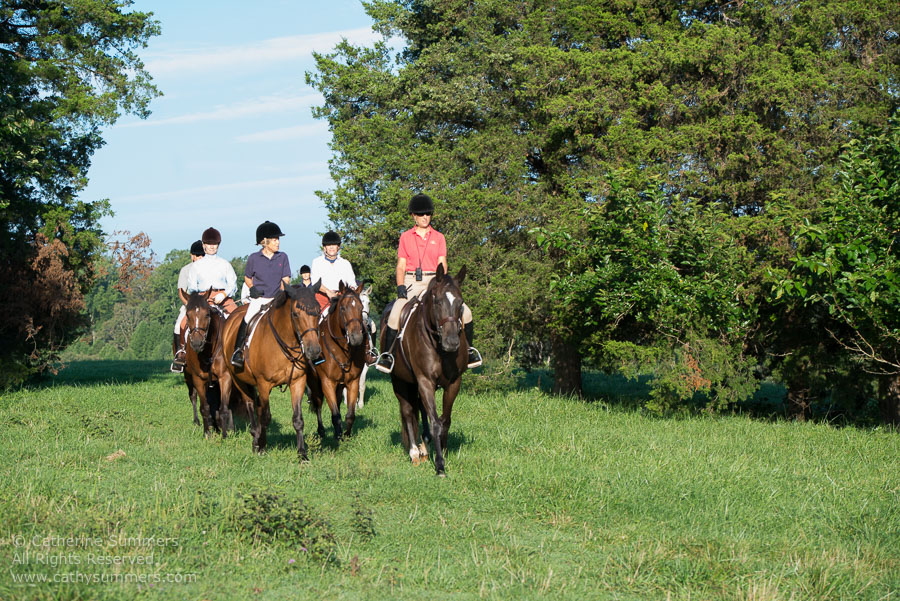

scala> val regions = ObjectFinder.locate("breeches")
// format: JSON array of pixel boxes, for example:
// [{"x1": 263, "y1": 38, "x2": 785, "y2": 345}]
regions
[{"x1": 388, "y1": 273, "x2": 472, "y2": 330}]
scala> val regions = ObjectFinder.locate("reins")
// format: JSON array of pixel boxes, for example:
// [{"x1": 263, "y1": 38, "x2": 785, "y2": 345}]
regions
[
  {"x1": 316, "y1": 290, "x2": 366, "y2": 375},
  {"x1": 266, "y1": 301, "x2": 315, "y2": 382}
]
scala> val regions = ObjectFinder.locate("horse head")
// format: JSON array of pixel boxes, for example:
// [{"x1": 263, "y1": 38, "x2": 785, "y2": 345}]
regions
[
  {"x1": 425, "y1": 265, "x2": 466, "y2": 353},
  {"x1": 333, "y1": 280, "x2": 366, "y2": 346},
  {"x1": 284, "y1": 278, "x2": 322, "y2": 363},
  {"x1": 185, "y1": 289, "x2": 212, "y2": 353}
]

::::

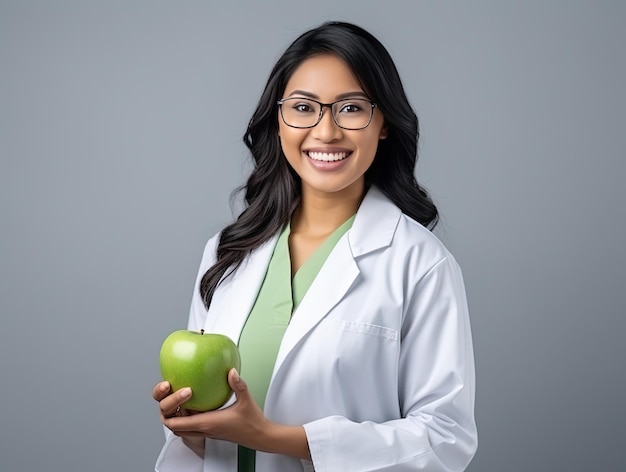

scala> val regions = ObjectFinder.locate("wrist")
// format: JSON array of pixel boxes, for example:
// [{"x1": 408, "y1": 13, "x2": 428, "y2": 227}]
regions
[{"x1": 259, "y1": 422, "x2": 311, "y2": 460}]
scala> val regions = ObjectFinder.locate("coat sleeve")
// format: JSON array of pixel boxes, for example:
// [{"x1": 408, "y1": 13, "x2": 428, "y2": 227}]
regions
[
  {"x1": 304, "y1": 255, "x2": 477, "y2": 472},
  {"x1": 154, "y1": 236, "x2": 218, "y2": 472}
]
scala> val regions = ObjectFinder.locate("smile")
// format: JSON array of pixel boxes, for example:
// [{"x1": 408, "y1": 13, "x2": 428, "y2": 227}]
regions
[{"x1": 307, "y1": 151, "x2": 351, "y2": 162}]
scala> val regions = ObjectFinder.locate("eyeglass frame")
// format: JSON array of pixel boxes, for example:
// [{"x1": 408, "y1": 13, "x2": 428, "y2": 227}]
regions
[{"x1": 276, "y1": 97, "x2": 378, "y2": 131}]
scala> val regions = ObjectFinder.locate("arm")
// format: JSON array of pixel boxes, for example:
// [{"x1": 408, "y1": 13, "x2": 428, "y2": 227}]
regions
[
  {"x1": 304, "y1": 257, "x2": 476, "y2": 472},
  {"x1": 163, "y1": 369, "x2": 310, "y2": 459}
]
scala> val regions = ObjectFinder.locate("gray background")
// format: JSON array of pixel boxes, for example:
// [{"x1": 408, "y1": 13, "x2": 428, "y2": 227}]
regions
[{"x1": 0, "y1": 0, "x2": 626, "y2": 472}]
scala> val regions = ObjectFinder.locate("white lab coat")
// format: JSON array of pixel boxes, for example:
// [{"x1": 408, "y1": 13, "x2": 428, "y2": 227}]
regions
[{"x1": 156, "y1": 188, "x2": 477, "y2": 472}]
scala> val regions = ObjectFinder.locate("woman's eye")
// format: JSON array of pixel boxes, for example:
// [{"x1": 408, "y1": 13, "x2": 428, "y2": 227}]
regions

::::

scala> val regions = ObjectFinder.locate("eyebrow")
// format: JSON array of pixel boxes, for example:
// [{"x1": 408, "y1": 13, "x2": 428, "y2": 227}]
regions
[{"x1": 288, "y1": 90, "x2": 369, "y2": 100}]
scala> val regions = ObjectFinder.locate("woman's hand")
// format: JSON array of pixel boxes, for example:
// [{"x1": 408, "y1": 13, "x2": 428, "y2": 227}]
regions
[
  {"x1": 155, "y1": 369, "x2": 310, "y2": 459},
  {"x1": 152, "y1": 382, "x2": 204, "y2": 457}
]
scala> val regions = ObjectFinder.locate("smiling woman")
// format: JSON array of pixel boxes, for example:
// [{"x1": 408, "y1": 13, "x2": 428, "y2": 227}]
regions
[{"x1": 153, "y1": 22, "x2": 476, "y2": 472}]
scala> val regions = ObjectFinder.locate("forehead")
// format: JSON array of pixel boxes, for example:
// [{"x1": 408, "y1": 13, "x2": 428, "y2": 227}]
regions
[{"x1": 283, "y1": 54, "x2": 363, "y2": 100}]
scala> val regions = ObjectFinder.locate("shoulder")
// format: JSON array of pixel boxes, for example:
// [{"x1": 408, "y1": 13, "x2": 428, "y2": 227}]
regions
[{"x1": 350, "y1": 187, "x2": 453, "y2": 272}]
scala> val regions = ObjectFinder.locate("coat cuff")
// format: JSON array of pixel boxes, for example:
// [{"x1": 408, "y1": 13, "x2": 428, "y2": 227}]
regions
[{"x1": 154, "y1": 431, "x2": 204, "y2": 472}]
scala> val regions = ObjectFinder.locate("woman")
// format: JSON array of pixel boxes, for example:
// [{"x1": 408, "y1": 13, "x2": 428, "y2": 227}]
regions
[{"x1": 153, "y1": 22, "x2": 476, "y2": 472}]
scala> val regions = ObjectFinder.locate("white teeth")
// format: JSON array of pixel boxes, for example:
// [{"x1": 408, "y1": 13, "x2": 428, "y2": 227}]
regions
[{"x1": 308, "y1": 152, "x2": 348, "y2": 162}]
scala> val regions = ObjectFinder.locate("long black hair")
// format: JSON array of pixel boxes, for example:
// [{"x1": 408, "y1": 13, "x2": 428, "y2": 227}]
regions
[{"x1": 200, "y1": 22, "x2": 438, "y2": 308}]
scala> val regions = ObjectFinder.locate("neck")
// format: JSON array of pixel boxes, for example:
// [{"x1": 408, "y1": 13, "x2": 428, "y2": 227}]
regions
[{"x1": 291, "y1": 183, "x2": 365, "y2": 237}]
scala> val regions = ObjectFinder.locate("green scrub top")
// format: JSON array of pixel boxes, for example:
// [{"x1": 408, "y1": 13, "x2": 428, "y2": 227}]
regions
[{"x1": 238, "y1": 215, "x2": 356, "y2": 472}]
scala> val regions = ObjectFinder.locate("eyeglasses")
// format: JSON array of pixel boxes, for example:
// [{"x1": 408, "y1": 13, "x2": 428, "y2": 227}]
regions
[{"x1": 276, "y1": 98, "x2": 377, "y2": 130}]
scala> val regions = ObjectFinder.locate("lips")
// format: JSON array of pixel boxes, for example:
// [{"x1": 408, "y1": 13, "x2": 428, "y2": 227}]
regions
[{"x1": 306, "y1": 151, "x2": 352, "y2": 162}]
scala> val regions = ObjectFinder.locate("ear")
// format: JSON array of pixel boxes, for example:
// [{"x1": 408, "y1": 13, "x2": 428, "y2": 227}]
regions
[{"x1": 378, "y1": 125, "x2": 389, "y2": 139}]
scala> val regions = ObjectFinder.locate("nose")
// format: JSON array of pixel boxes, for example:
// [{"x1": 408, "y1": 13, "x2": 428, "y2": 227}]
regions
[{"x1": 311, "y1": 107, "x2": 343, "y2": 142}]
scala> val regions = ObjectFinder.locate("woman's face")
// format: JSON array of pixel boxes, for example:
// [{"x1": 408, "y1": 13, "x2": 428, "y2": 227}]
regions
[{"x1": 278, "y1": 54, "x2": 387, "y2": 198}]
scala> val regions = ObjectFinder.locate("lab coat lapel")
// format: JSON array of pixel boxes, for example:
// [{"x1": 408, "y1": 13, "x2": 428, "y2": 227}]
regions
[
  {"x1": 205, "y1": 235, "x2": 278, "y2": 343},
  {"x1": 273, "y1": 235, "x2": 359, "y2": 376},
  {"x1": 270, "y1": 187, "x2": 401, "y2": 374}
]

::::

- **Task prompt**
How many lines in the rows above contain the string "coat"? Matching is case-sensitive. Give only the number.

- **Output**
4